Along with dusty family heirlooms, mattresses and furniture, self-storage units are serving as homes for a growing number of homeless people.
“It’s not a widespread practice, but there are more people renting space and sneaking in at some storage units around Hillsborough County. There’s no plumbing, and it’s strictly against a myriad of rules, but people without homes are finding the rent cheap and accommodations safer than on the streets.”
But—of course—to dwell on such trivia is the trait of a pessimist. Both Hugo Lindgren and Dan Harris would agree that those of us who seek out this kind of information are doing so to satisfy a morbid curiosity akin to a gawker at the scene of a car crash.
Maybe they’re right to some degree. Maybe we can be found at the scene of the crash. But it’s certainly not to satisfy a morbid curiosity. We’re there because it wasour car that was involved in the crash, and those are our family members who were injured. We’re there to find out what happened, and who is responsible. We’re taking pictures, getting witness statements, and making sure no one tampers with the evidence.
If that makes us pessimists, then I must assume that an optimist is one who drives by the crash site and pulls into the nearest bar so he can drink himself into believing that he did not see what he just thought he saw.
The optimist believes that what he doesn’t know won’t hurt him; while the pessimist believes that what he doesn’t know may very well sneak up behind him someday and bite him near the pocket he carries his wallet in.
Being a pessimist isn’t for everybody, and if you want to avoid becoming one, then I suggest you confine your reading to the pages of the mainstream press. There you’ll find plenty of good news to feed into your optimism, like: Obama signs manufacturing bill or President Obama signs $26 billion jobs bill. But if you want to stay in a good mood, I would strongly advise against reading beyond the headlines. If you do, you may enter through a gateway that leads to a life of hardcore addiction.
You may be compelled to dig deeper once you learn that Obama’s manufacturing bill does nothing to bring manufacturing back to the United States, but rather sets up a bi-partisan commission to “study” the causes of the trade gap with China, Japan and Mexico.

= = = = =

- [Instructions]
1. Print the portion of the essay on pessimists and optimists starting with "Being a pessimist" and going on through "Japan and Mexico.".
2. Carry on the essay on pessimists and optimists, picking up after its final sentence.
The data is separate material, not part of the essay on pessimists and optimists.

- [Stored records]
= = = = =

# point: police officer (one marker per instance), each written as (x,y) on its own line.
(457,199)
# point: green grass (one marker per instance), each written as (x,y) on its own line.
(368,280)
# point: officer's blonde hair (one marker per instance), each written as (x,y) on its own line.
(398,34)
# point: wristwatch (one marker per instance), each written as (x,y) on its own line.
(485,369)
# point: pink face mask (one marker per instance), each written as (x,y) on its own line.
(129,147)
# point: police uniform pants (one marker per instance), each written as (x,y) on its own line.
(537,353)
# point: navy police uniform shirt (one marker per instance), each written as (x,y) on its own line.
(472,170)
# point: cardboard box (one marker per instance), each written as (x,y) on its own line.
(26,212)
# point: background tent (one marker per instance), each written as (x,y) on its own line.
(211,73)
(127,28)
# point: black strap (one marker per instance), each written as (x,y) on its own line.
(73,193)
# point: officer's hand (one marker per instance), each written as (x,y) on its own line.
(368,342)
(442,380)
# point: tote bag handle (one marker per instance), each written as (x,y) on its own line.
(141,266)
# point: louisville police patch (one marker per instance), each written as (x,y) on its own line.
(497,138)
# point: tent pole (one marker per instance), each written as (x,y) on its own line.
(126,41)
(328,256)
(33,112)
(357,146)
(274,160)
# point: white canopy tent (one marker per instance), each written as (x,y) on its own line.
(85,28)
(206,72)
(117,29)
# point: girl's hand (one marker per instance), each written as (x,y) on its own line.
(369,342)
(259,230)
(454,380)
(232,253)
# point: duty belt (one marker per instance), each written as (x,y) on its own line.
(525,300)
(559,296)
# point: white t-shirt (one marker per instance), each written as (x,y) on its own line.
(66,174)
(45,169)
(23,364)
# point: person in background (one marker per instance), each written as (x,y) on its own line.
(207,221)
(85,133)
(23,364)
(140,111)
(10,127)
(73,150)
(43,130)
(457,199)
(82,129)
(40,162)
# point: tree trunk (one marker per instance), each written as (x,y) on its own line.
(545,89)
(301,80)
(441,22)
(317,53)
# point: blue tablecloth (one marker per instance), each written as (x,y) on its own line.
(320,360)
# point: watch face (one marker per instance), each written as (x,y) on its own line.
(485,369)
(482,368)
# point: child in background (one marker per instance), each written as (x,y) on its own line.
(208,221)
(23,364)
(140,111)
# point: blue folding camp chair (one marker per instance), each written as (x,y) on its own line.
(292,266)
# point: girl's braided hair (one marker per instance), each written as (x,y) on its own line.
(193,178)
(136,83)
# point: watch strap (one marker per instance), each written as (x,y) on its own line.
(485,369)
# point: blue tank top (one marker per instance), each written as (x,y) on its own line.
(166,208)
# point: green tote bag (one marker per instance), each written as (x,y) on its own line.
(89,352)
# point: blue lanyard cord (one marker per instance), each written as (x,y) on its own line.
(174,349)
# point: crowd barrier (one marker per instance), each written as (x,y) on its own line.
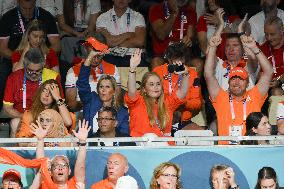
(195,161)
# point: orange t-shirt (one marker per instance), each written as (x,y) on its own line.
(139,121)
(253,101)
(193,97)
(104,184)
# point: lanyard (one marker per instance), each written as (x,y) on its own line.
(169,77)
(273,60)
(233,110)
(25,90)
(127,22)
(22,26)
(182,18)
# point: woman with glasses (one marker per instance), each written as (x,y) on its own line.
(106,95)
(35,37)
(46,97)
(267,178)
(166,176)
(223,177)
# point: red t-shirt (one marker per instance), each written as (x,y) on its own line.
(139,121)
(202,27)
(51,58)
(274,55)
(193,97)
(14,88)
(157,12)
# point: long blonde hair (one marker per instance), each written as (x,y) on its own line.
(163,115)
(159,172)
(35,25)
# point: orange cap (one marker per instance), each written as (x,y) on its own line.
(12,172)
(96,44)
(239,72)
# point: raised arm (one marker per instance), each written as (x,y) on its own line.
(134,62)
(210,65)
(80,165)
(265,77)
(182,90)
(162,28)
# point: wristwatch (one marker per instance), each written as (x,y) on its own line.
(60,102)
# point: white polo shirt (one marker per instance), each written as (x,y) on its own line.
(222,75)
(118,25)
(257,25)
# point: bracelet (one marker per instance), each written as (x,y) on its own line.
(236,187)
(81,144)
(256,53)
(60,102)
(134,71)
(185,74)
(242,33)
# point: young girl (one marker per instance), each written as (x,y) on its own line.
(150,111)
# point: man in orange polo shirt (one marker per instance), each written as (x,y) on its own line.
(117,166)
(233,106)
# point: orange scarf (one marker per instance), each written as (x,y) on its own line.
(11,158)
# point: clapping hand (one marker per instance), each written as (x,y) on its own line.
(38,130)
(135,59)
(82,133)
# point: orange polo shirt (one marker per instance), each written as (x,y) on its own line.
(193,99)
(254,102)
(104,184)
(139,121)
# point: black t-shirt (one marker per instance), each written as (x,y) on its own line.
(10,25)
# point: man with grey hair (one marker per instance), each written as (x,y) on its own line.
(269,9)
(22,85)
(273,48)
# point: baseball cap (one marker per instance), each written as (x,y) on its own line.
(12,172)
(239,72)
(95,44)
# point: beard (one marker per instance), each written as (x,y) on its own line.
(267,8)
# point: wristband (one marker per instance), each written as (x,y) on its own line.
(256,53)
(134,71)
(82,144)
(60,102)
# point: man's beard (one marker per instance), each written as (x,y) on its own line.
(268,8)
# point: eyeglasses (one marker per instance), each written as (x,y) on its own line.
(29,71)
(107,119)
(59,166)
(170,175)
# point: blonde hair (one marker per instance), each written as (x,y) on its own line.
(158,171)
(35,25)
(163,116)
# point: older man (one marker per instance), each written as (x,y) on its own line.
(233,106)
(257,21)
(60,165)
(11,179)
(22,85)
(117,166)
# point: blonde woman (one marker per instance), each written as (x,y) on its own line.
(166,176)
(35,37)
(150,111)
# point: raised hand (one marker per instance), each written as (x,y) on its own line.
(248,41)
(220,13)
(54,91)
(242,24)
(83,131)
(135,59)
(38,130)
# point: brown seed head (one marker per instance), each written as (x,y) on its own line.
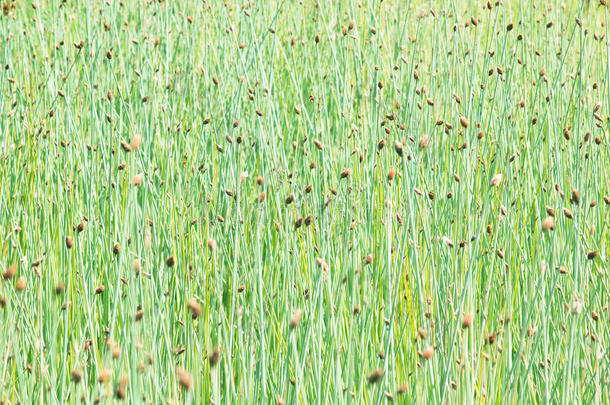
(467,320)
(10,272)
(194,307)
(575,199)
(184,379)
(375,376)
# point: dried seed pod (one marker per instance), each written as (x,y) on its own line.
(10,272)
(184,379)
(125,146)
(467,320)
(194,307)
(214,357)
(575,198)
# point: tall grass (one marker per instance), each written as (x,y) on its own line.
(205,201)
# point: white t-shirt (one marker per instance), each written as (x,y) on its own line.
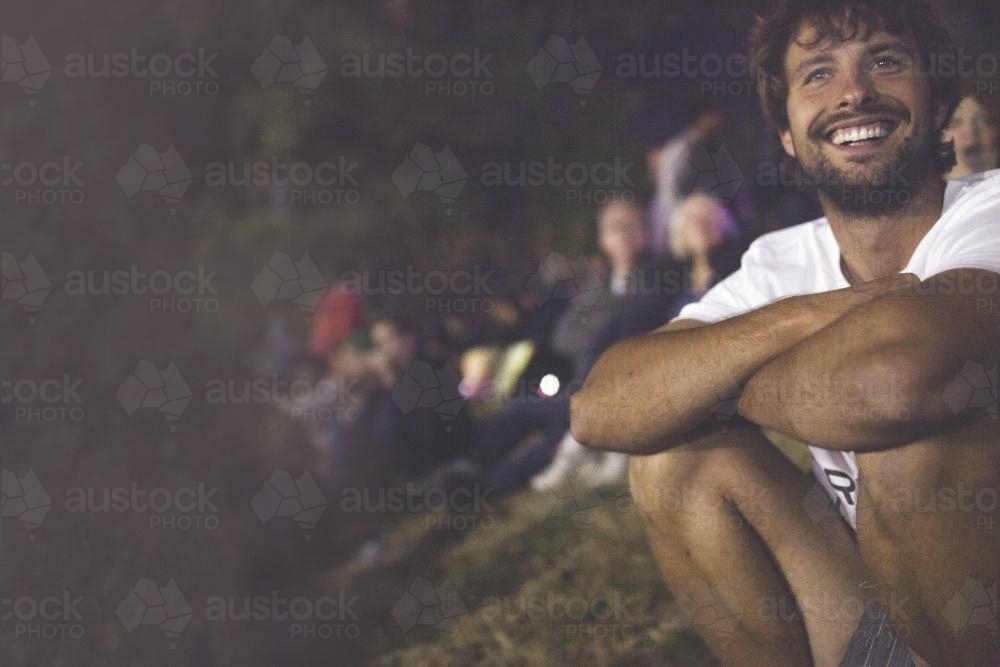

= = = = =

- [Responses to the exercise]
1.
Being a pessimist isn’t for everybody, and if you want to avoid becoming one, then I suggest you confine your reading to the pages of the mainstream press. There you’ll find plenty of good news to feed into your optimism, like: Obama signs manufacturing bill or President Obama signs $26 billion jobs bill. But if you want to stay in a good mood, I would strongly advise against reading beyond the headlines. If you do, you may enter through a gateway that leads to a life of hardcore addiction.
You may be compelled to dig deeper once you learn that Obama’s manufacturing bill does nothing to bring manufacturing back to the United States, but rather sets up a bi-partisan commission to “study” the causes of the trade gap with China, Japan and Mexico.

2.
Or you may be enticed to investigate further once you discover that Obama’s job bill does nothing to create new jobs or save those jobs that actually help stimulate the economy (like farming, manufacturing or new technologies), but rather rewards 26.1 million taxpayer dollars to irresponsible state and local governments that are predominantly controlled by powerful police and teachers unions, and whose support is critical for the upcoming elections.
See what I mean? Once you get started, you just can’t stop.
I would agree that all of this stuff is pretty nasty and hardcore, but it certainly doesn’t qualify as porn. Porn is sensational and exaggerated, while the issues concerning our economy are very real and disheartening. It affects us all in very intimate ways. We cannot become detached from it or view it from the peripheral. We are active participants, struggling to discern the facts from the fictions that are often laid before us as obstacles.
The daily struggle to find the truth is not a masturbatory exercise in futility. It is an ugly, dirty and animated war for information. To be involved, you must be a warrior, not a spectator.
The doctrine or belief that the evil in the world outweighs the good.
While I may believe that evil men overwhelmingly occupy seats of power, I am confident that good people outnumber them several thousand times over. But until I see these people wake from their slumber, and rise to join the fight, I will remain…a pessimist.